Thank you very much for your comprehensive answer. This clarifies a lot.

One more thought. If I read your description correctly, you are essentially trying to parameterize some kind of a coarse grain model where each molecule is represented by its center of mass and its orientation. Then you may not need to use “bonds” at all, but could implement your model as an nparticle “body” style. Then the constituent atoms would be part of the “body” and your pair style would compute center of mass force and torque between multiple bodies. The molecular geometry would be primarily required to define the moments of inertia and the center of mass and to reconstruct the atomic configurations in a trajectory.

Yes, you are right. The model can be implemented as nparticle style. The reason I decided to go “bond-style” route is to account for the future models. The current model is for N2 which is well described by the rigid particle. The future models (H2 perhaps) will require to consider bond (and perhaps even bond breaking at high pressure).

I tried your suggestion to access atom i bond with atom->special[i] and atom->map() and it works well. Interestingly for some molecules the bond length is incorrect and periodic boundary condition must be reapplied. I don’t quite understand why this is the case.

I also assumed that the same idea holds for j-atoms but this does not seem to be correct. The atom->map() returns -1. Is there any way to obtain j-atom bonded neighbour position?

Sorry, you are losing me here. If you want the kind of flexibility you are describing, you should just consider all neighbors and not use any explicit bonds. There are several approaches already available in LAMMPS and a bunch more as external packages or about to be added. I suggest you read the corresponding of the ones available. There are differences in how much “Chemistry” the various approaches add to the model and how much computational effort goes into them.

Data listing:
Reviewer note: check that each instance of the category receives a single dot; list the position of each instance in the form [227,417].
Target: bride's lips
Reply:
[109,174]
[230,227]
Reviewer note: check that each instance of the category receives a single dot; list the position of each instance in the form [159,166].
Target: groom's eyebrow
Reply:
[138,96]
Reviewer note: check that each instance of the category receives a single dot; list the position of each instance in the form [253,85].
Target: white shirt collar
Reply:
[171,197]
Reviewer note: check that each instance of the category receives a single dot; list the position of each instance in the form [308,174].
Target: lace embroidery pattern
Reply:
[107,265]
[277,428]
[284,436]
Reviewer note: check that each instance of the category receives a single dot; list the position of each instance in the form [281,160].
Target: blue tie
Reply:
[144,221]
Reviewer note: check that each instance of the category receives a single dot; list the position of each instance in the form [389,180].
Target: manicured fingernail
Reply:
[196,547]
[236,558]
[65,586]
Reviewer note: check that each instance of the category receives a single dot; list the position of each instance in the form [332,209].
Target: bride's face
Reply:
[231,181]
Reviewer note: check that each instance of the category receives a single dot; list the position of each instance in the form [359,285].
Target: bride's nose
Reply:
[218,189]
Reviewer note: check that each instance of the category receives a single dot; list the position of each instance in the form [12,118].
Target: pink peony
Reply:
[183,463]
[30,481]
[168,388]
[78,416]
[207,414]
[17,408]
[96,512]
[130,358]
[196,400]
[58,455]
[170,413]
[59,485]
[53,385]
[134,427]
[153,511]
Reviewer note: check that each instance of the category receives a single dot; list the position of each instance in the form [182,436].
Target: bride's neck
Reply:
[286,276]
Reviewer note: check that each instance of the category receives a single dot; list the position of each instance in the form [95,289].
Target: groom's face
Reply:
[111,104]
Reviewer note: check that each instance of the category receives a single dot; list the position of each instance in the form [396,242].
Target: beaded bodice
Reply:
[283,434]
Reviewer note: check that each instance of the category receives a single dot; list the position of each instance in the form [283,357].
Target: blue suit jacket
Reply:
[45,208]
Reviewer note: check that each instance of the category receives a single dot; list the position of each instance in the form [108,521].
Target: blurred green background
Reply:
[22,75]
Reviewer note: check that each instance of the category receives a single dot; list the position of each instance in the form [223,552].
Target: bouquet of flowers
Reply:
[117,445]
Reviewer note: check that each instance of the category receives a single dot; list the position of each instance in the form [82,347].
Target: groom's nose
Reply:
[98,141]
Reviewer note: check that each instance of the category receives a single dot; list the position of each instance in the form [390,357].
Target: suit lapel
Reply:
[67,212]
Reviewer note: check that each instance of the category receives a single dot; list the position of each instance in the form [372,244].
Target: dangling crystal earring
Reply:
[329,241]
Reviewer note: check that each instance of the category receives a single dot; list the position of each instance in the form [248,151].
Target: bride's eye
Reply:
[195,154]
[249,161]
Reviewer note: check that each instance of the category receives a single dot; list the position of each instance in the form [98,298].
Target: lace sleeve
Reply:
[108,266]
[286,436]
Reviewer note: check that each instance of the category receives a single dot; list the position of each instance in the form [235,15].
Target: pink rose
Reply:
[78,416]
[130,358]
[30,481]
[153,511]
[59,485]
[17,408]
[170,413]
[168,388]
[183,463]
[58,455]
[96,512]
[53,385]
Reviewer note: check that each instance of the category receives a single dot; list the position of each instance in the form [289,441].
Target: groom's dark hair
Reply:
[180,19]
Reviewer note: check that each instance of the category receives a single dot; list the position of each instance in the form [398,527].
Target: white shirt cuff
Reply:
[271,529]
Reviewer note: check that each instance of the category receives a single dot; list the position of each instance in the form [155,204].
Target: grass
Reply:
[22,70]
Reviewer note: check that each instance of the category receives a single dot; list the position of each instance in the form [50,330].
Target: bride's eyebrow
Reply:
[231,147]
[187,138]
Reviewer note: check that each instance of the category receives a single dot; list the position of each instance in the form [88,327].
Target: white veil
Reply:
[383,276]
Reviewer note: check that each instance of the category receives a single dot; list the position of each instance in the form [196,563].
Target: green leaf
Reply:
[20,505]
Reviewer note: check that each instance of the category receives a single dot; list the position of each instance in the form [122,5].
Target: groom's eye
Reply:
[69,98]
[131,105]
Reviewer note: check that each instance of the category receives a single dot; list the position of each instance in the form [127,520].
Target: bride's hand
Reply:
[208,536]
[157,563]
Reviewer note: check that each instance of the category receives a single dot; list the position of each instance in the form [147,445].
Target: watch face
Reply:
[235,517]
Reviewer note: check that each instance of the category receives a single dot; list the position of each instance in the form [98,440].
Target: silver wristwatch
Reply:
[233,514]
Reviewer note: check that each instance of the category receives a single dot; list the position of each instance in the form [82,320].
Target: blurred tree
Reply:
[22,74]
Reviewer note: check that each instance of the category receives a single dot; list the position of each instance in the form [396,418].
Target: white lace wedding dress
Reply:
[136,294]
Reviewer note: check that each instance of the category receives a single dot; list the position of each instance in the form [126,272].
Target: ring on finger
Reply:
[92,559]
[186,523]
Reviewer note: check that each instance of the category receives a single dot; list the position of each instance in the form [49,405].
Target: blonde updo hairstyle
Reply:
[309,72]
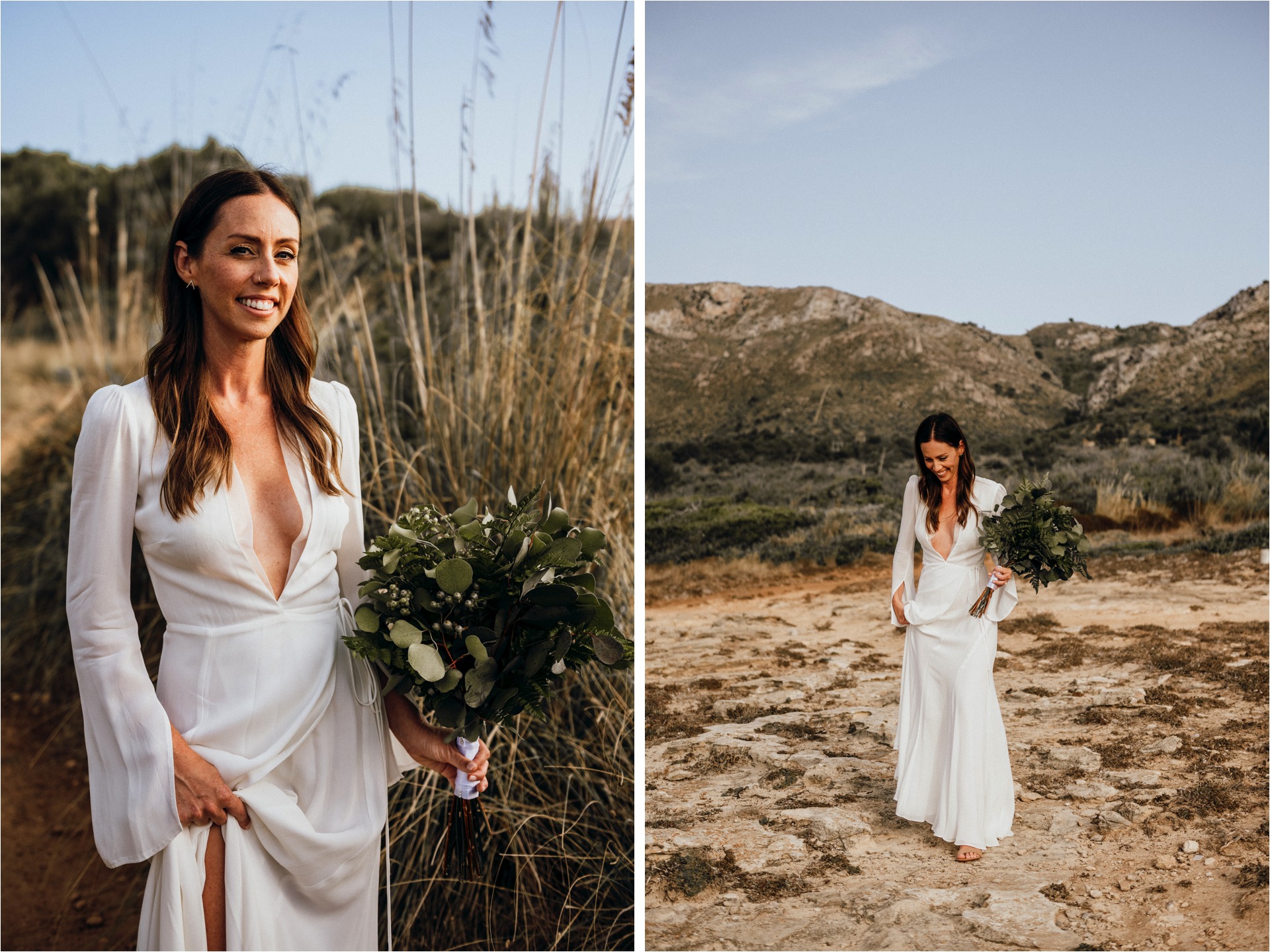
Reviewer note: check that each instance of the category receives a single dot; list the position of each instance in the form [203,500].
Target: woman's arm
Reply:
[127,734]
[902,565]
[429,746]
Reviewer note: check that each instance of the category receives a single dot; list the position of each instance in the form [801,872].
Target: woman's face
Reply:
[248,270]
[943,460]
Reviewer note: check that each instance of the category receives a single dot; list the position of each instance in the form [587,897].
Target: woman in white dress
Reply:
[254,774]
[954,767]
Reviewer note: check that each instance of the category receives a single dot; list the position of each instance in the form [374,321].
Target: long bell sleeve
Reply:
[352,547]
[1005,598]
[902,565]
[126,730]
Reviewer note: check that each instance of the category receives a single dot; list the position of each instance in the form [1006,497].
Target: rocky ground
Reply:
[58,892]
[1136,710]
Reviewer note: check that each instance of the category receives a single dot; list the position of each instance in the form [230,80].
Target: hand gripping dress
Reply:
[954,767]
[261,687]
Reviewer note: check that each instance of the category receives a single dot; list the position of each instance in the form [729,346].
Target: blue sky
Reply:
[1000,163]
[252,74]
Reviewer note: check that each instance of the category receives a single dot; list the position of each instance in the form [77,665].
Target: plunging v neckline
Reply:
[956,535]
[249,553]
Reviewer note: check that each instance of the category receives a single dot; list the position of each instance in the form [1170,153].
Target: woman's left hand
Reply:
[427,744]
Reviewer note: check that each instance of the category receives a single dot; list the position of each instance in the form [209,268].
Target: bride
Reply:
[954,768]
[239,475]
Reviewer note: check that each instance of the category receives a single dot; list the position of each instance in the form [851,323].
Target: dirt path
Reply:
[1136,710]
[58,892]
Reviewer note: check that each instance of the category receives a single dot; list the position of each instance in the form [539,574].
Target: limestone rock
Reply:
[1119,697]
[1064,822]
[1169,746]
[863,844]
[1111,819]
[1081,758]
[1134,778]
[828,823]
[1021,920]
[1146,796]
[1090,791]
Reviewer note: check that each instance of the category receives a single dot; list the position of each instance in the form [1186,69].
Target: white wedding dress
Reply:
[954,767]
[261,687]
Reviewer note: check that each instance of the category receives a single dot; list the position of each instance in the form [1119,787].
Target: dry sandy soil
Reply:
[1136,711]
[58,892]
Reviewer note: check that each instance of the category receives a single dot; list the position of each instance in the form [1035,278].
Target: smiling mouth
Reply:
[258,303]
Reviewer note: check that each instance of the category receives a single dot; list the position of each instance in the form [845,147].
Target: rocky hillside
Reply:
[728,361]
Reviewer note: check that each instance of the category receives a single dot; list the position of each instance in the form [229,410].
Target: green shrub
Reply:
[683,530]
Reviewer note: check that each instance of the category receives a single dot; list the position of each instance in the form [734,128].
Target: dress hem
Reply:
[990,842]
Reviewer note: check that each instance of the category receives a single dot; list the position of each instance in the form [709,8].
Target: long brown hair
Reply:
[944,429]
[177,366]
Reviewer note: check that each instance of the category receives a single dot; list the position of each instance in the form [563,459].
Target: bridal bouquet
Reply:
[479,617]
[1039,539]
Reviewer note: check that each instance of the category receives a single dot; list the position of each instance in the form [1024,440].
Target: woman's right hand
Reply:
[202,795]
[897,604]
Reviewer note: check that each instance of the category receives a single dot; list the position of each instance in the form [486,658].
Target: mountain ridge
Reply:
[726,360]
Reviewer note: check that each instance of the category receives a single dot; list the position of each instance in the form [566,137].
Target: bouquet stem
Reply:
[466,818]
[981,603]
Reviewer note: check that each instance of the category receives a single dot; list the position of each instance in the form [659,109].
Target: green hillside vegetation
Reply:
[806,400]
[46,216]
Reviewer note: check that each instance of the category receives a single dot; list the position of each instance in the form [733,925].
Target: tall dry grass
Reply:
[509,365]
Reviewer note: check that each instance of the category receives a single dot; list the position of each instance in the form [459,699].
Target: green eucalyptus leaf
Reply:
[556,521]
[452,677]
[479,682]
[451,711]
[454,575]
[563,551]
[512,543]
[403,635]
[606,648]
[465,513]
[544,576]
[476,648]
[427,660]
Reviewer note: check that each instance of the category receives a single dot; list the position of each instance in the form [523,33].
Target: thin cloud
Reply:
[769,97]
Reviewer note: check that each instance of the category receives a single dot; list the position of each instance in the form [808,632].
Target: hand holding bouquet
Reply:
[479,617]
[1039,539]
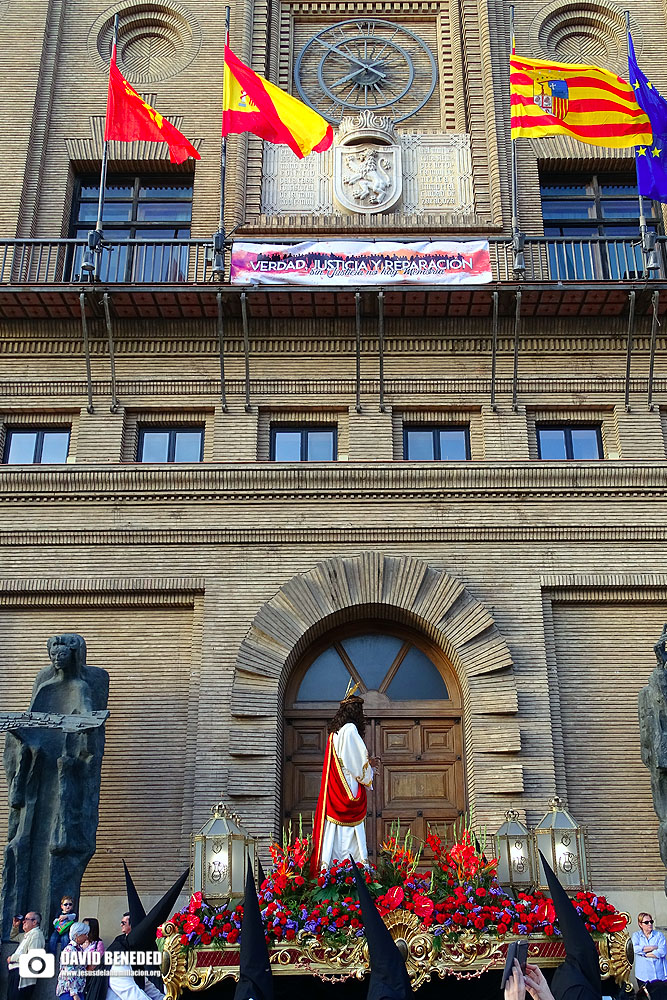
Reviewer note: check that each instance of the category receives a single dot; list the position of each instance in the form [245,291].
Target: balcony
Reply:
[168,278]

Requests:
- a) Repeat the passage of the LAMMPS thread from "I also assumed" to "goes into them.".
- b) In the LAMMPS thread, which molecule is the current model for?
Rely on the LAMMPS thread alone.

List of solutions:
- a)
I also assumed that the same idea holds for j-atoms but this does not seem to be correct. The atom->map() returns -1. Is there any way to obtain j-atom bonded neighbour position?

Sorry, you are losing me here. If you want the kind of flexibility you are describing, you should just consider all neighbors and not use any explicit bonds. There are several approaches already available in LAMMPS and a bunch more as external packages or about to be added. I suggest you read the corresponding of the ones available. There are differences in how much “Chemistry” the various approaches add to the model and how much computational effort goes into them.

- b) N2.